┌──

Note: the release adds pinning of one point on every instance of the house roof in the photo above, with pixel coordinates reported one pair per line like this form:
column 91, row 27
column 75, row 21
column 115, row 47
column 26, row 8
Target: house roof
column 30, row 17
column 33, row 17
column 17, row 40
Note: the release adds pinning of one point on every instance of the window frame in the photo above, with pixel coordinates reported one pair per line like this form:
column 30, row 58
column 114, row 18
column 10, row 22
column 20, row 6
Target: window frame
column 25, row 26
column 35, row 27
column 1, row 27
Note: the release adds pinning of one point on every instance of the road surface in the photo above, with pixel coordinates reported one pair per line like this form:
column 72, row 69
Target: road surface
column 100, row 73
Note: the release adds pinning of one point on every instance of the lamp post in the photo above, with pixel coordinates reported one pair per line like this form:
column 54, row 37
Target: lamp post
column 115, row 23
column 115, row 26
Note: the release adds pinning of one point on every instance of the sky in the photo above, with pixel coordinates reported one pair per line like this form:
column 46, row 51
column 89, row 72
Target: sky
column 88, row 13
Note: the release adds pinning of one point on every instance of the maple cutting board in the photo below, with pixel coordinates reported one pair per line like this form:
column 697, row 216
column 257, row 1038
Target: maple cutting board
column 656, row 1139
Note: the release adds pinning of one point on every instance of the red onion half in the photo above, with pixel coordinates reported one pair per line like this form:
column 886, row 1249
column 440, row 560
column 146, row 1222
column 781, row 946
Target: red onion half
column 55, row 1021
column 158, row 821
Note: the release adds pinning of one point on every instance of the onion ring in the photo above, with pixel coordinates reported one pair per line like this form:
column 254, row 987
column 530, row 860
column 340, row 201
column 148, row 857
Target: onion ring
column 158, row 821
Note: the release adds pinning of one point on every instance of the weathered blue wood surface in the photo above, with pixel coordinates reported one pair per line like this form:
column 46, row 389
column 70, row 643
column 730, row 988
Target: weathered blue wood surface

└──

BRIEF: All of the material should be set down exactly as it reads.

ANSWER SECTION:
Note: the release adds pinning of one point on every instance of the house roof in the photo above, with pixel coordinates reported one pair per line like this form:
column 91, row 27
column 75, row 21
column 115, row 47
column 26, row 8
Target: house roof
column 30, row 17
column 33, row 17
column 17, row 40
Note: the release adds pinning of one point on every instance of the window frame in the photo above, with pixel coordinates reported one pair per line like this form:
column 30, row 58
column 114, row 18
column 10, row 22
column 20, row 6
Target: window frame
column 25, row 26
column 35, row 27
column 1, row 27
Note: the release adds pinning of one point on every instance of the road surface in the photo above, with pixel coordinates reported one pair per line like this form:
column 72, row 69
Target: road surface
column 100, row 73
Note: the release adds pinning of one point on every instance of the lamp post in the photo above, with pixel coordinates reported one pair per line like this form:
column 54, row 37
Target: lamp post
column 115, row 23
column 115, row 26
Note: the release adds pinning of one point on every instance of the sky in the photo above, with pixel coordinates reported one pair per line like this form:
column 46, row 51
column 89, row 72
Target: sky
column 88, row 13
Note: the release adds pinning of one point on every instance of the maple cutting board in the photo below, with pixel coordinates reported one pair per line like this form:
column 697, row 216
column 257, row 1038
Target: maple cutting board
column 656, row 1139
Note: the release adds pinning of one point on every instance of the red onion half in the photo above, with pixel coordinates reported one pair per line like this form:
column 886, row 1249
column 440, row 560
column 146, row 1222
column 781, row 946
Target: red onion half
column 55, row 1021
column 158, row 821
Note: the release adds pinning of one point on every instance of the onion ring in the photo above, with pixel coordinates reported one pair per line like this form:
column 254, row 987
column 530, row 860
column 340, row 201
column 148, row 857
Target: onion ring
column 158, row 821
Note: the release adds pinning of one point on every instance of the weathered blue wood surface in the photo above, with pixel coordinates reported one pair per line like this form:
column 46, row 389
column 70, row 643
column 730, row 988
Target: weathered blue wood surface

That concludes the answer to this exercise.